• **İstenenler**
Sayıştay raporları ve konut üretimi hakkındaki metinden, "Şimdi, yine devam" sözcüklerini içeren yerle başlayıp "bugünkü koşullarda giderilmemiş." ile biten bölümü hiçbir değişiklik yapmadan yazın.

• **Çıkarılan Metin**
----
Şimdi, yine devam ediyor, "Teknik ve sosyal yönden çağdaş standartlara uygun şekilde..." diyor. Teknik ve sosyal yönden çağdaş standartlara uygun olmuyor. Şimdi, 2012 raporlarına, 2011 raporlarına baktığınızda yaptığınız tüm üretimde teknik ve çağdaşlık anlamda sıkıntılar olduğunu görüyoruz ve Sayıştay bunları tek tek tespit etmiş. İşin güzel tarafı bu öneriyi 2009 vermiş Sayıştay yani demiş ki 2009'da: "Bakın, kardeşim, tamam, yapıyorsunuz, kabul." Biraz sonra siz de söyleyeceksiniz, belki teşekkür edeceksiniz bu kadar konut ürettiği için. "Ama bu eksiklikler var, bunları giderin." demiş. Bunların hiçbiri bugünkü koşullarda giderilmemiş.
----
• **Sağlanan Bilgiler**
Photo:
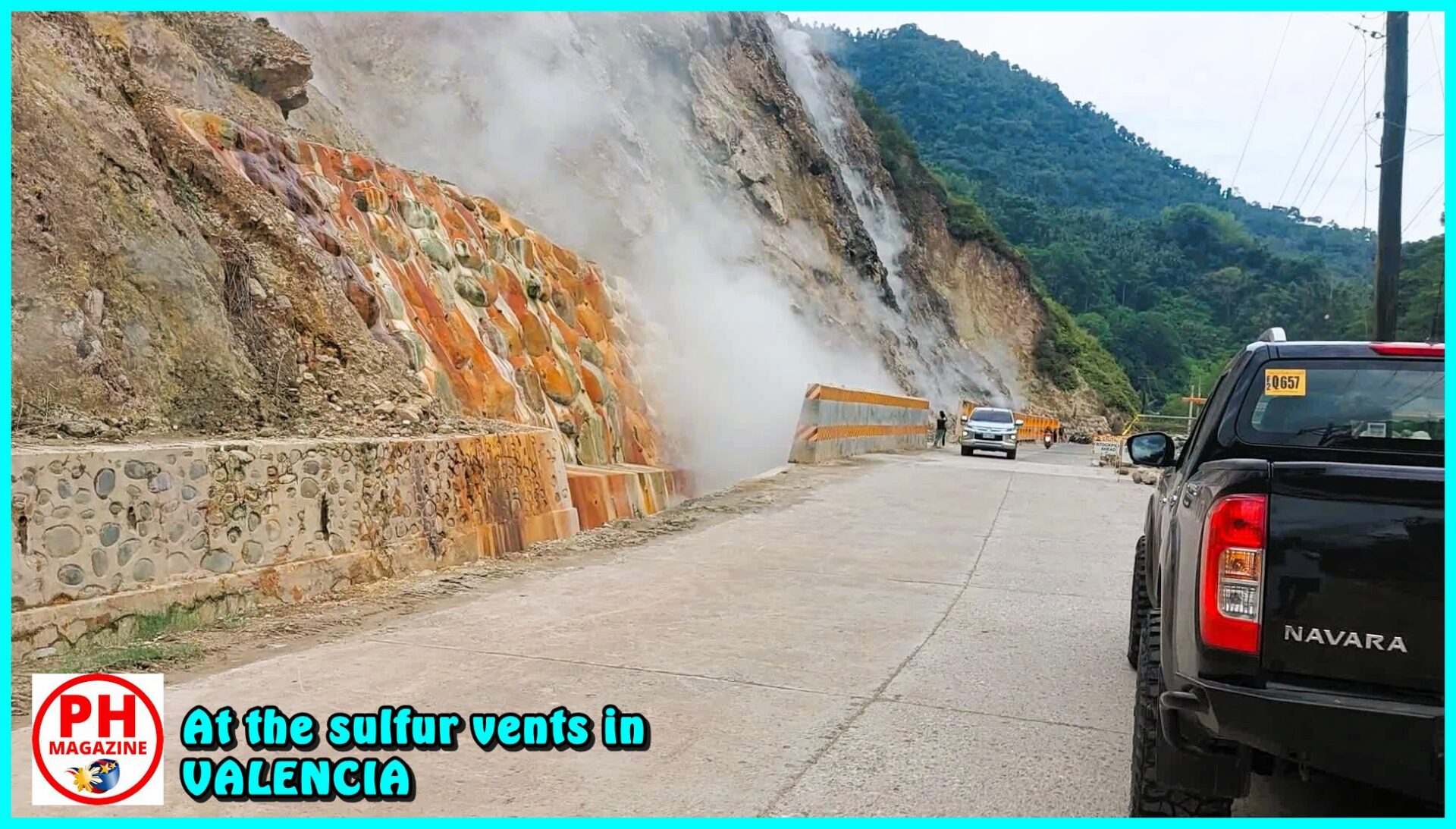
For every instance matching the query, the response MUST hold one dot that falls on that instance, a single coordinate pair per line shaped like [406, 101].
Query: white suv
----
• **Nihai Sonuç**
Şimdi, yine devam ediyor, "Teknik ve sosyal yönden çağdaş standartlara uygun şekilde..." diyor. Teknik ve sosyal yönden çağdaş standartlara uygun olmuyor. Şimdi, 2012 raporlarına, 2011 raporlarına baktığınızda yaptığınız tüm üretimde teknik ve çağdaşlık anlamda sıkıntılar olduğunu görüyoruz ve Sayıştay bunları tek tek tespit etmiş. İşin güzel tarafı bu öneriyi 2009 vermiş Sayıştay yani demiş ki 2009'da: "Bakın, kardeşim, tamam, yapıyorsunuz, kabul." Biraz sonra siz de söyleyeceksiniz, belki teşekkür edeceksiniz bu kadar konut ürettiği için. "Ama bu eksiklikler var, bunları giderin." demiş. Bunların hiçbiri bugünkü koşullarda giderilmemiş.